### Document extract

══════════

Advice from the front lines: create your own better future!

The best way to predict the future is to create it yourself, former Nova Scotia nurse manager Barb Fry advised delegates at the final session of UNA’s 35th annual general meeting today.
“We can no longer eat our young and terrorize each other,” the reformed “workplace queen” told the AGM.
And the way to solve that problem, she explained, is to undergo a self-imposed attitude adjustment – “choose your attitude wisely, it’s your right to choose.”
Fry noted that a number of harmful (and voluntarily adopted) workplace attitude archetypes – including the aforementioned “workplace queens,” plus their princesses, in addition to rumour mongers, patient traders and eye rollers – continue to current problems in the nursing profession.
Her prescription for their malign influence in the workplace: “Live your standards and your code of ethics. Be accountable responsible for creating healthy workplace relationships.”
Eye rollers? “That look? It’s a choice! You can choose not to look like that. No more eyeball rolling!”
Patient switching? “The relationship with the patient is the essence of professional nursing. It’s my job (as a nurse) to deal with whatever comes my way.”
The answer to workplace bullies like the queens and their princesses: “Don’t confront. Have a conversation. Reclaim your professional nursing power.”
Fry’s conclusion: “Toxic behaviours deprofessionalize nursing. We cannot continue working this way any longer.”
Her prescription for fixing the situation in Alberta health care workplaces boiled down to three letters we all know well: U.N.A.
- “Unify and strengthen your nursing practice through mutual respect, collaboration and excellence in all you do.”
- “Never regret the path you chose to be a nurse.”
- “Act now to reclaim the vanishing art of professional nursing.”
In other words, if the best way to predict the future is to create it yourself, she asked, “What are you waiting for?”

══════════

### Supplied records

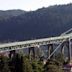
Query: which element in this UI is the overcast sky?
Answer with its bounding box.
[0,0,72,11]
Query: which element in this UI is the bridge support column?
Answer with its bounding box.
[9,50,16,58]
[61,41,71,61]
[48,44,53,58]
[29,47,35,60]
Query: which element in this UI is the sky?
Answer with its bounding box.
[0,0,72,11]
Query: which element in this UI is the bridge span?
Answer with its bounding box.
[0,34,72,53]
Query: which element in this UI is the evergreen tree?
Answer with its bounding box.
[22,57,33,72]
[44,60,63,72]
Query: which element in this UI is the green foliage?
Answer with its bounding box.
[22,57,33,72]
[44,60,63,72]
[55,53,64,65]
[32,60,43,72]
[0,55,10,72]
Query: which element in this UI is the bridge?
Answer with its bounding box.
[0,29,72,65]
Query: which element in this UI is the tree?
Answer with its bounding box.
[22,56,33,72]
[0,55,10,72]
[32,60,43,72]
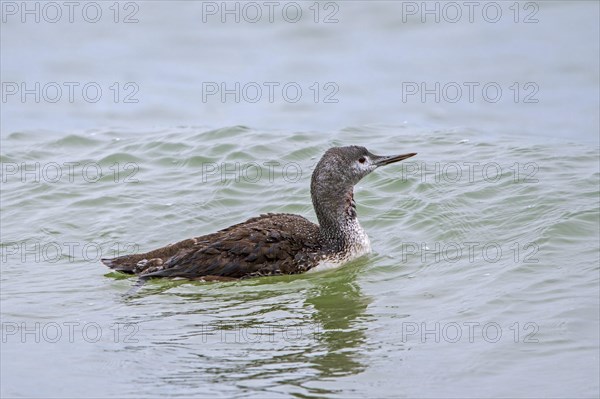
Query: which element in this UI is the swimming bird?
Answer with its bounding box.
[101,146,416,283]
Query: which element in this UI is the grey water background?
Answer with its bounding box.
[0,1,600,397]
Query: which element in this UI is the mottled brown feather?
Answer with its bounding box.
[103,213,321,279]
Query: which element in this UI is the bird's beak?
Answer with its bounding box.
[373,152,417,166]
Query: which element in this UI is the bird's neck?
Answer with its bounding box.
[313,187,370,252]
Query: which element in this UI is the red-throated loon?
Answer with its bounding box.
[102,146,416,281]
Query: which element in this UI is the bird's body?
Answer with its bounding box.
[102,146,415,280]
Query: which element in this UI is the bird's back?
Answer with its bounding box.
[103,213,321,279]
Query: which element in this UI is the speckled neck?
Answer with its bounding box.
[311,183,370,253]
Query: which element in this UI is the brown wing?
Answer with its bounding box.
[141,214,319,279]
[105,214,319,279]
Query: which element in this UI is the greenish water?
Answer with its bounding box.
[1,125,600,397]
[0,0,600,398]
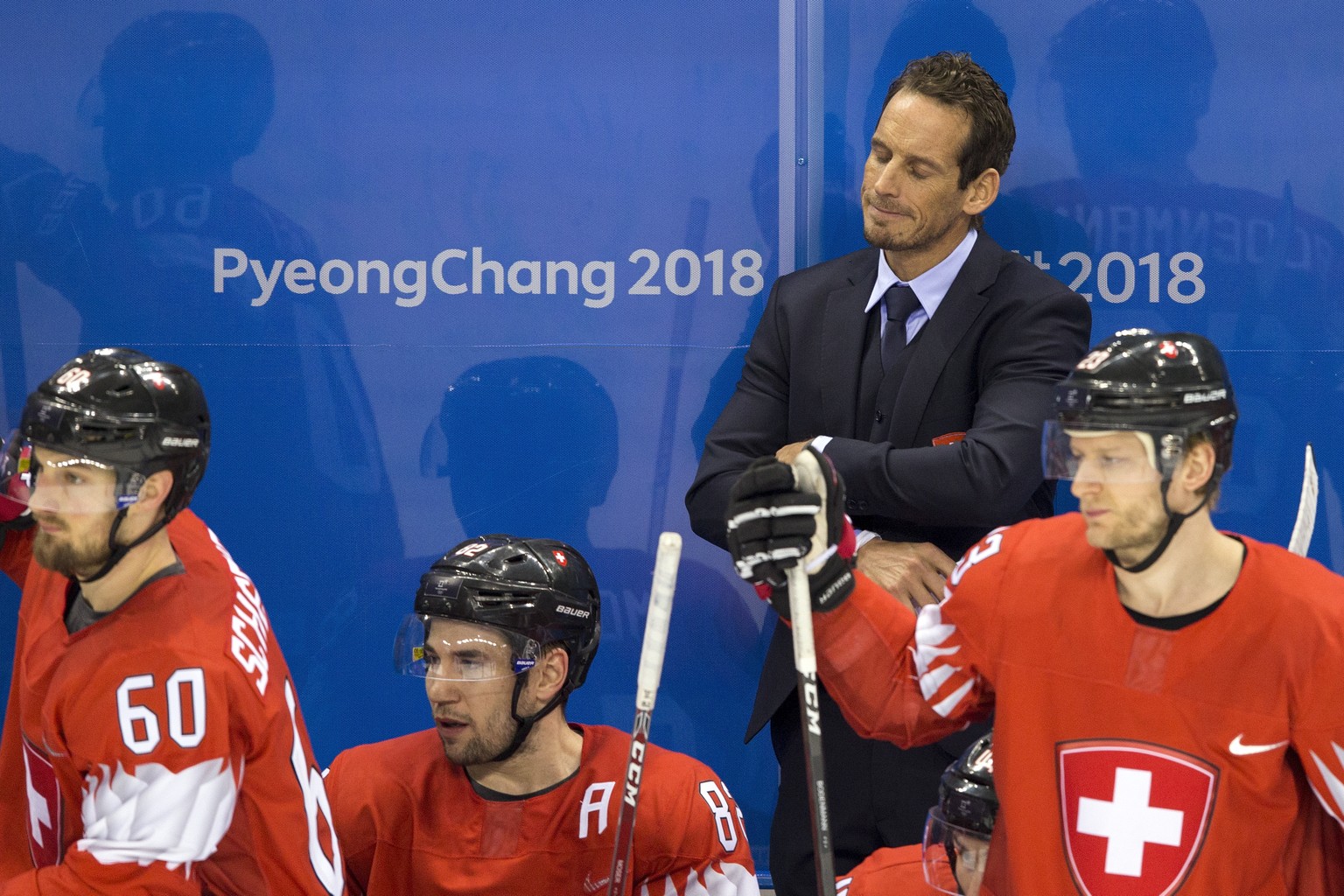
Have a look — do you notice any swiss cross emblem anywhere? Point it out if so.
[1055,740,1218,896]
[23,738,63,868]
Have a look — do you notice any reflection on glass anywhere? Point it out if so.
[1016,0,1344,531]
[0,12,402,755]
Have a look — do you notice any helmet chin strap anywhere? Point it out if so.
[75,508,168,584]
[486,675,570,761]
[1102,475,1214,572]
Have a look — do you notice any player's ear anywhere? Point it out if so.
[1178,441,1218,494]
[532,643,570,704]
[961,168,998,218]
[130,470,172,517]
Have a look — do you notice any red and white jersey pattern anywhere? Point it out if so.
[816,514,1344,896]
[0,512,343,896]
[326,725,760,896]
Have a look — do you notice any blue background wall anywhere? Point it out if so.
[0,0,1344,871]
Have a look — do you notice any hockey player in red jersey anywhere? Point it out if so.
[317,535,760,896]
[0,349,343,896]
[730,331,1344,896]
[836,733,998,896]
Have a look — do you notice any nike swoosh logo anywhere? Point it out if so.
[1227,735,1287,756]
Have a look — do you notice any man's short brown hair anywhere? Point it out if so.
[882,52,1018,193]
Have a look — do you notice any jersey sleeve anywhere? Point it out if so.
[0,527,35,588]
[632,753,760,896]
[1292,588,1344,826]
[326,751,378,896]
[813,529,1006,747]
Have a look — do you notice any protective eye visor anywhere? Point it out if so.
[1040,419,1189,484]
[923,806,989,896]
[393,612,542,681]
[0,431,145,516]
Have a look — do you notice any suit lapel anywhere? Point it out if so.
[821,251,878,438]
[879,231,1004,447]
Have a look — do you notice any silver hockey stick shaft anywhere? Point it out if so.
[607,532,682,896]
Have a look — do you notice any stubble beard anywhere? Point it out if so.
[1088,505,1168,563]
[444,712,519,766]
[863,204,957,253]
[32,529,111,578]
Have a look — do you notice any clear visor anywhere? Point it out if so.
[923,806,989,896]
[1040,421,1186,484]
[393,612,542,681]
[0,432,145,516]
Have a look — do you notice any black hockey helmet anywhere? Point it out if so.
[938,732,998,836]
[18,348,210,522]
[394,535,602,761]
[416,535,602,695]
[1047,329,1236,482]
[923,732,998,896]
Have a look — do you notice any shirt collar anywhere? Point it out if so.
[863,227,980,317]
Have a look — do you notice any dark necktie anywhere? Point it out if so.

══════════

### Required work
(1) Would you repeat the AGM report word for word, starting with "Advice from the" and going on through "told the AGM."?
(2) Can you restate the AGM report's paragraph that begins "The best way to predict the future" more briefly while keeping its main facts?
You won't need the records for this.

### Answers for the exercise
(1)
Advice from the front lines: create your own better future!

The best way to predict the future is to create it yourself, former Nova Scotia nurse manager Barb Fry advised delegates at the final session of UNA’s 35th annual general meeting today.
“We can no longer eat our young and terrorize each other,” the reformed “workplace queen” told the AGM.

(2) At the final session of UNA’s 35th AGM, former Nova Scotia nurse manager Barb Fry told delegates the best way to predict the future is to create it yourself.